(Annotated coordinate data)
____________________
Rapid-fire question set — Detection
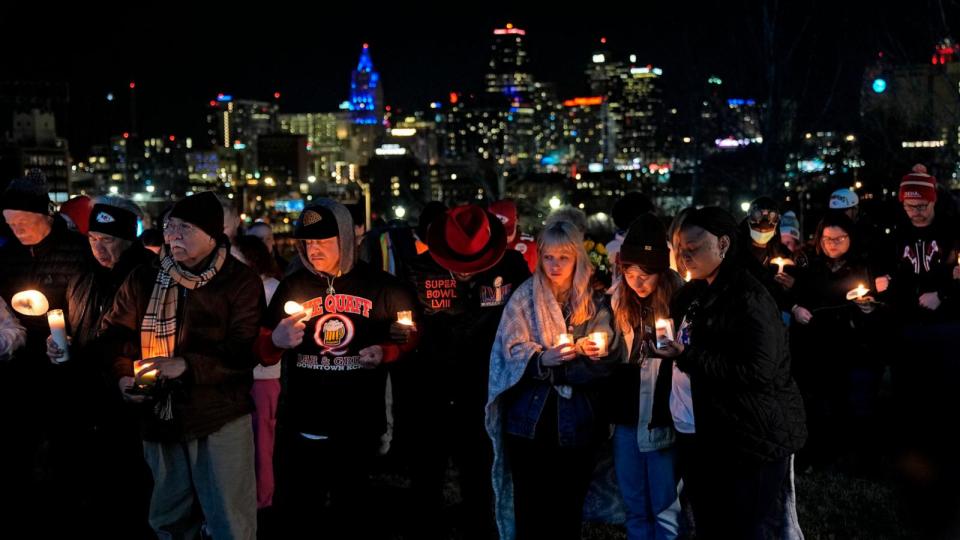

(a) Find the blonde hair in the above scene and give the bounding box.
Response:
[534,221,596,326]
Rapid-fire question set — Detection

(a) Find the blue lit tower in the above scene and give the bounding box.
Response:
[349,43,383,125]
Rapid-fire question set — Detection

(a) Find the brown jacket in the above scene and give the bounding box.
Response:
[101,256,265,441]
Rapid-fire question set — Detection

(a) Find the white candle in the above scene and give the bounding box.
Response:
[47,309,70,364]
[283,300,303,315]
[847,283,870,302]
[590,332,609,356]
[657,319,673,349]
[397,311,413,326]
[10,290,50,317]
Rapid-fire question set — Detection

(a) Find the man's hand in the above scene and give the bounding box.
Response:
[360,345,383,369]
[117,376,146,403]
[147,356,187,379]
[270,311,307,349]
[390,321,417,343]
[791,306,813,324]
[873,276,890,293]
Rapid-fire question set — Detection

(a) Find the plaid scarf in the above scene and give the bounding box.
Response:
[140,245,227,420]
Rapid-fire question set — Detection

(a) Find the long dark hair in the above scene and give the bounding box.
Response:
[612,268,683,332]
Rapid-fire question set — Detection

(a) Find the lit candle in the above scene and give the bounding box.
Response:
[847,283,870,302]
[133,360,159,386]
[590,332,609,356]
[656,319,673,349]
[283,300,303,315]
[10,290,50,317]
[47,309,70,364]
[397,311,413,326]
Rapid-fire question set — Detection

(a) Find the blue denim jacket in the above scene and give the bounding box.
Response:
[504,295,624,446]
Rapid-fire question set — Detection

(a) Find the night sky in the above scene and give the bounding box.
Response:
[0,0,960,156]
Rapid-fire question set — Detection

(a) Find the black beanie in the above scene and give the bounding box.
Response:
[620,210,670,274]
[168,191,223,241]
[293,205,340,240]
[612,191,653,231]
[680,206,738,255]
[89,203,137,240]
[0,171,50,216]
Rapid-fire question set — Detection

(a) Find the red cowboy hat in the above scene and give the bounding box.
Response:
[427,204,507,274]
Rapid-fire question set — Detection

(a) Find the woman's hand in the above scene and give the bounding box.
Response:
[647,339,684,358]
[540,343,577,367]
[577,337,600,360]
[773,272,797,289]
[790,306,813,324]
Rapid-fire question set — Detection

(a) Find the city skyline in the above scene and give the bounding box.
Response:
[0,2,958,153]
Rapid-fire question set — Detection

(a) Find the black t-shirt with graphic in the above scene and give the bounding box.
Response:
[408,250,530,401]
[263,263,417,436]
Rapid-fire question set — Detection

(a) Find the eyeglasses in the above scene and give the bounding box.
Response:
[623,265,654,281]
[820,234,850,246]
[903,203,930,214]
[163,221,197,236]
[750,208,780,228]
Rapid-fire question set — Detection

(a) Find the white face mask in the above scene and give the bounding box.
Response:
[750,229,777,246]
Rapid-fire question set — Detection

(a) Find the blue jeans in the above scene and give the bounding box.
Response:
[143,415,257,540]
[613,425,680,540]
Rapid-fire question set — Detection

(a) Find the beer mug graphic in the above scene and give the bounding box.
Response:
[313,313,355,354]
[323,319,347,348]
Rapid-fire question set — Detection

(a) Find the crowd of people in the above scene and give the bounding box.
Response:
[0,165,960,540]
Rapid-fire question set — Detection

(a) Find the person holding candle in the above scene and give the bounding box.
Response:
[39,197,156,532]
[871,164,960,537]
[394,205,530,538]
[790,212,884,470]
[650,207,806,538]
[602,214,683,540]
[486,220,624,540]
[100,192,264,539]
[257,199,417,538]
[0,171,95,535]
[233,234,282,509]
[489,199,537,272]
[737,196,796,312]
[0,298,27,362]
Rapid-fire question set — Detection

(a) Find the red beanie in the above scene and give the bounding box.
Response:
[900,163,937,202]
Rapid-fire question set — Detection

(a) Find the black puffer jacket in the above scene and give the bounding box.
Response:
[671,259,807,461]
[0,216,96,364]
[67,241,157,349]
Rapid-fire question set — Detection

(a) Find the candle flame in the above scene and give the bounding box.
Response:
[10,289,50,317]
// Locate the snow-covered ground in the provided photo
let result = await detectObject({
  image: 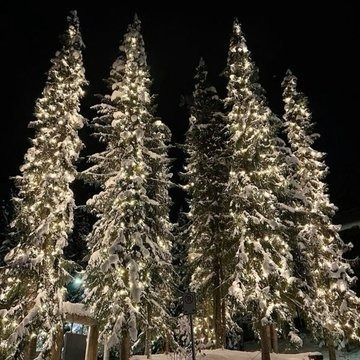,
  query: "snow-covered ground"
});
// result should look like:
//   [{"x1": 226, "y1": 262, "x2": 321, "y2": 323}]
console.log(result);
[{"x1": 131, "y1": 349, "x2": 360, "y2": 360}]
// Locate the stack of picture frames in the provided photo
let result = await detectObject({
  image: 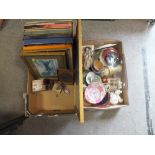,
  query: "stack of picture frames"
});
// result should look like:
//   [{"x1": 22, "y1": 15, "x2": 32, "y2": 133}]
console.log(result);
[{"x1": 20, "y1": 20, "x2": 73, "y2": 91}]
____________________
What you will do = Pick out every line of the data above that contains the string "hand", treating uppercase and lowercase as different. Copy each of those lines.

Answer to the task =
(a) Find the man's hand in the above scene and give the bounding box.
(a) Find the woman's hand in the above scene and give the bounding box.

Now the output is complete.